Task brief: Continue the forum thread below on the study about the Paris climate deal, picking up right after its last line.
*** Page ***
# Trump’s abandonment of Paris climate deal to cost U.S. economy trillions, new study reveals



## Jessica123 (Jun 1, 2018)

Trump’s abandonment of Paris climate deal to cost U.S. economy trillions, new study reveals
Benefits of climate action are over a hundred times larger than the cost of cutting carbon pollution
Joe Romm
May 29, 2018, 12:56 pm



> A new study from Stanford finds that failure to meet the goals of the Paris Climate Accord will cost the the U.S. economy several trillion dollars in the coming decades — and cost the world economy tens of trillions of dollars.
> 
> The study, “Large potential reduction in economic damages under UN mitigation targets,” was published in the journal Nature last week. It is among the first to analyze the economic benefits of keeping global warming to the levels unanimously agreed to by more than 190 nations at the 2015 Paris climate summit.
> President Trump has made the U.S. a rogue nation — the only one in the world to abandon the agreement — under the misguided notion that it will hurt our economy. The reverse is true.




https://thinkprogres...y-575120a5870a/

Pretty sad when you consider that Trump is harming our economy in everyway imaginable but his base just doesn't have the brain power to get it.


----------



## K9Buck (Jun 1, 2018)

Have you ever visited a psychiatrist?


----------



## cnm (Jun 1, 2018)

Jessica123 said:


> Pretty sad when you consider that Trump is harming our economy in everyway imaginable but his base just doesn't have the brain power to get it.
*** Record set ***
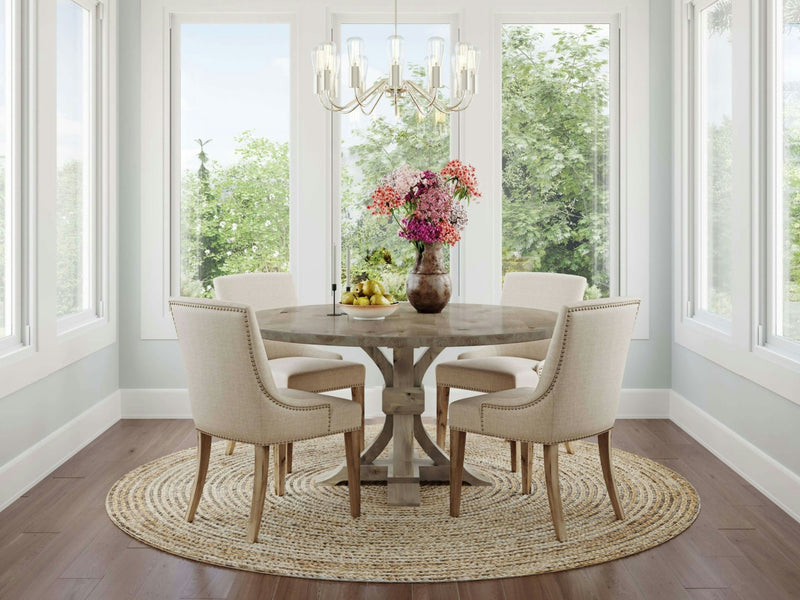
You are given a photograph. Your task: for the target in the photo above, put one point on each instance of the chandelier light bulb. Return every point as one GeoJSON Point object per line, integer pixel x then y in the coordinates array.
{"type": "Point", "coordinates": [465, 59]}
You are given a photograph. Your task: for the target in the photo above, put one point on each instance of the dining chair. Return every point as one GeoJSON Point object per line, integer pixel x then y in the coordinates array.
{"type": "Point", "coordinates": [233, 396]}
{"type": "Point", "coordinates": [295, 366]}
{"type": "Point", "coordinates": [577, 396]}
{"type": "Point", "coordinates": [507, 366]}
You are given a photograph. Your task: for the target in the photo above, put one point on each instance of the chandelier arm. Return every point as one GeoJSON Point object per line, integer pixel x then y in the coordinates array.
{"type": "Point", "coordinates": [431, 100]}
{"type": "Point", "coordinates": [371, 109]}
{"type": "Point", "coordinates": [375, 87]}
{"type": "Point", "coordinates": [424, 111]}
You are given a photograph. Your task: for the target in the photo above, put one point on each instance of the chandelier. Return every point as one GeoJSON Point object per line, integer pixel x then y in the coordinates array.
{"type": "Point", "coordinates": [464, 65]}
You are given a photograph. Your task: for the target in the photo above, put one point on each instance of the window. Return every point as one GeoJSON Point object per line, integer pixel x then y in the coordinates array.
{"type": "Point", "coordinates": [783, 210]}
{"type": "Point", "coordinates": [713, 162]}
{"type": "Point", "coordinates": [76, 156]}
{"type": "Point", "coordinates": [559, 176]}
{"type": "Point", "coordinates": [371, 147]}
{"type": "Point", "coordinates": [230, 169]}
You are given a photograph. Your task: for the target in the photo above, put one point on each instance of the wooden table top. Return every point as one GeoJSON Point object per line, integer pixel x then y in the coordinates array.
{"type": "Point", "coordinates": [456, 325]}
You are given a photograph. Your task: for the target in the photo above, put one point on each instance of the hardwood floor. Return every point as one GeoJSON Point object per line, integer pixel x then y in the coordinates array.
{"type": "Point", "coordinates": [56, 542]}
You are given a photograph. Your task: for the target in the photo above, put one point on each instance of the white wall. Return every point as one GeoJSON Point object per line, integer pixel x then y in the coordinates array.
{"type": "Point", "coordinates": [34, 412]}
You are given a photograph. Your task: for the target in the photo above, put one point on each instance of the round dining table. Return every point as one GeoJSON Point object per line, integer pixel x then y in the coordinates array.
{"type": "Point", "coordinates": [403, 396]}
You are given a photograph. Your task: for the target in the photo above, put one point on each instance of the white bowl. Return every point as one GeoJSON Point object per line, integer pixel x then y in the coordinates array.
{"type": "Point", "coordinates": [372, 312]}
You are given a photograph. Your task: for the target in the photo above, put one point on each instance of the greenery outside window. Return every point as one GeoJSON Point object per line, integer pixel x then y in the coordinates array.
{"type": "Point", "coordinates": [713, 163]}
{"type": "Point", "coordinates": [231, 166]}
{"type": "Point", "coordinates": [559, 176]}
{"type": "Point", "coordinates": [76, 155]}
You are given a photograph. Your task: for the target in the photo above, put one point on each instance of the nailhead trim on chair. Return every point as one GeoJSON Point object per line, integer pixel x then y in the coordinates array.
{"type": "Point", "coordinates": [253, 359]}
{"type": "Point", "coordinates": [549, 389]}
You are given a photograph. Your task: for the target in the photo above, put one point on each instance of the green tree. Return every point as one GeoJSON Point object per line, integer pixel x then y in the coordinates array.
{"type": "Point", "coordinates": [380, 147]}
{"type": "Point", "coordinates": [555, 153]}
{"type": "Point", "coordinates": [69, 239]}
{"type": "Point", "coordinates": [235, 218]}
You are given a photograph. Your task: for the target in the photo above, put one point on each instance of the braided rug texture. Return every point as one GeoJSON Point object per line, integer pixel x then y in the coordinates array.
{"type": "Point", "coordinates": [309, 532]}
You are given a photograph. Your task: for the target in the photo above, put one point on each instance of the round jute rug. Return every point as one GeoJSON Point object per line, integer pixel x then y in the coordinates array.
{"type": "Point", "coordinates": [309, 531]}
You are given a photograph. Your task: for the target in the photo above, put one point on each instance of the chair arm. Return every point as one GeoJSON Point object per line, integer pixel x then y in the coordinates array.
{"type": "Point", "coordinates": [481, 352]}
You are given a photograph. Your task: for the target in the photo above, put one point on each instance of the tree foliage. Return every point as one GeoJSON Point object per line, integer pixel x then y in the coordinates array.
{"type": "Point", "coordinates": [555, 153]}
{"type": "Point", "coordinates": [235, 218]}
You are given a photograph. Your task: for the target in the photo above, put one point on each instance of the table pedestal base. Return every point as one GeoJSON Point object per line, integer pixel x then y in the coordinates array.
{"type": "Point", "coordinates": [403, 490]}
***
Written answer:
See? Immediately demonstrated. Home schooled, I bet.


----------



## Jessica123 (Jun 1, 2018)

K9Buck said:


> Have you ever visited a psychiatrist?




Have you? You don't believe in science and you believe in an guy in the clouds so you almost certainly need it more.


----------



## william the wie (Jun 1, 2018)

Jessica123 said:


> K9Buck said:
> 
> 
> > Have you ever visited a psychiatrist?
> ...



The postulates of AGW were disproven in 1961 at the MIT meteorological lab. google Lorenz and Chaos. AGW was created from BS and is kept alive by fraud.


----------



## martybegan (Jun 1, 2018)

Jessica123 said:


> Trump’s abandonment of Paris climate deal to cost U.S. economy trillions, new study reveals
> Benefits of climate action are over a hundred times larger than the cost of cutting carbon pollution
> Joe Romm
> May 29, 2018, 12:56 pm
> ...



Thinkprogress?

LOL

As usual studies like this provide the benefits as things that don't actually provide any savings to anyone. Yet the actual costs are in hard values, in both actual investment and loss of productivity due to regulation, loss of innovation, and actual limits on technology.


----------



## TNHarley (Jun 1, 2018)

Many have said that wasnt going to do anything anyways
Not to mention, AGW is based on models, politics and assumption


----------



## Sunni Man (Jun 1, 2018)

Jessica123 said:


> Trump’s abandonment of Paris climate deal to cost U.S. economy trillions, new study reveals it.


Trillions isn't that much.

Now if it was Jillions of dollars.....I'd be worried.  ....


----------



## EvilCat Breath (Jun 1, 2018)

Think Progress.  That means no one is going to believe it but cotton headed liberals.


----------



## cnm (Jun 1, 2018)

william the wie said:


> The postulates of AGW were disproven in 1961 at the MIT meteorological lab. google Lorenz and Chaos.


So that's why there's a consensus, because it was falsified. Ffs. Why don't you show us the evidence?


----------



## cnm (Jun 1, 2018)

TNHarley said:


> Not to mention, AGW is based on models, politics and assumption


Have you falsified the green house gas theory?


----------



## JakeStarkey (Jun 1, 2018)

The OP is correct, and the nay sayers are wrong and know it.

What is in it for them to nay say?


----------



## martybegan (Jun 1, 2018)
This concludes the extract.